- DESCRIPTION OF THE TASK: Render this sentence from the passage on the end of the Vietnam War in Spanish: "For the first time in 12 years, no American military forces are in Vietnam."

- PASSAGE:
────────
Four years and two months ago, when I first came into this office as President, by far the most difficult problem confronting the Nation was the seemingly endless war in Vietnam. Five hundred and fifty thousand Americans were in Vietnam. As many as 300 a week were being killed in action. Hundreds were held as prisoners of war in North Vietnam. No progress was being made at the peace negotiations.

I immediately initiated a program to end the war and win an honorable peace.

Eleven times over the past 4 years I have reported to the Nation from this room on the progress we have made toward that goal. Tonight, the day we have all worked and prayed for has finally come.

For the first time in 12 years, no American military forces are in Vietnam. All of our American POW's are on their way home. The 17 million people of South Vietnam have the right to choose their own government without outside interference, and because of our program of Vietnamization, they have the strength to defend that right. We have prevented the imposition of a Communist government by force on South Vietnam.

There are still some problem areas. The provisions of 'the agreement requiring an accounting for all missing in action in Indochina, the provisions with regard to Laos and Cambodia, the provisions prohibiting infiltration from North Vietnam into South Vietnam have not been complied with. We have and will continue to comply with the agreement. We shall insist that North Vietnam comply with the agreement. And the leaders of North Vietnam should have no doubt as to the consequences if they fail to comply with the agreement.
────────
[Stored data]

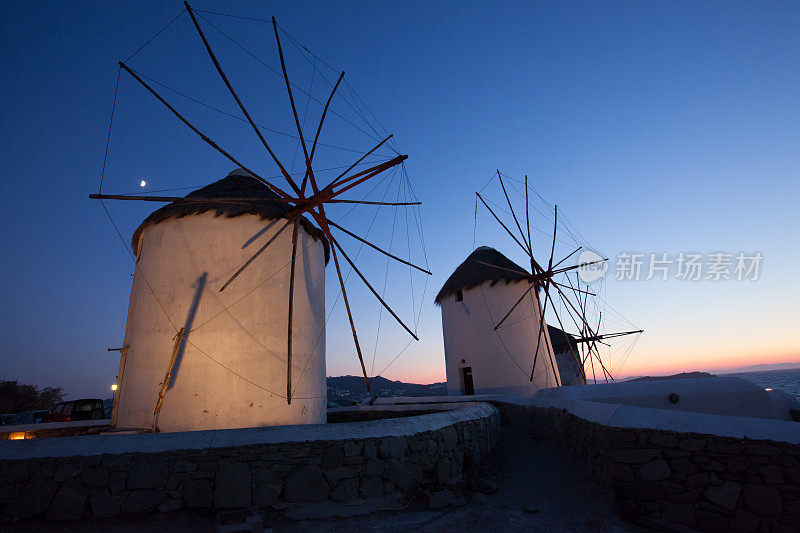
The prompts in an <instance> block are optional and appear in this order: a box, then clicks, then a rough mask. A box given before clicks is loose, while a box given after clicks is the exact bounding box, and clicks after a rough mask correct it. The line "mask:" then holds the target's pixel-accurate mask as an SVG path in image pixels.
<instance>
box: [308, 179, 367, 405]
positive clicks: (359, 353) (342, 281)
mask: <svg viewBox="0 0 800 533" xmlns="http://www.w3.org/2000/svg"><path fill="white" fill-rule="evenodd" d="M311 179H312V181H311V185H312V187H314V188H316V183H314V181H313V176H312V177H311ZM309 213H310V214H311V216H312V217H314V220H316V222H317V224H318V225H319V227H320V229H322V231H323V232H324V233H325V236H326V237H327V238H328V243H329V245H330V249H331V254H332V255H333V264H334V266H335V267H336V276H337V277H338V278H339V286H340V287H341V289H342V299H343V300H344V306H345V308H346V309H347V318H348V320H349V321H350V331H351V332H352V333H353V342H354V343H355V345H356V354H357V355H358V362H359V363H360V364H361V373H362V374H363V375H364V382H365V383H366V384H367V392H369V391H370V386H369V377H368V376H367V367H366V366H364V355H363V354H362V353H361V345H360V344H359V342H358V334H357V333H356V324H355V322H354V321H353V313H352V312H351V311H350V300H348V298H347V290H346V289H345V287H344V278H343V277H342V270H341V268H340V267H339V256H338V254H337V253H336V246H334V244H333V243H334V242H335V241H334V238H333V235H332V234H331V228H330V226H329V225H328V219H327V218H326V217H325V206H324V205H320V206H319V213H317V212H316V211H313V210H312V211H309Z"/></svg>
────────
- ANSWER SECTION: Por primera vez en 12 años, no hay fuerzas militares estadounidenses en Vietnam.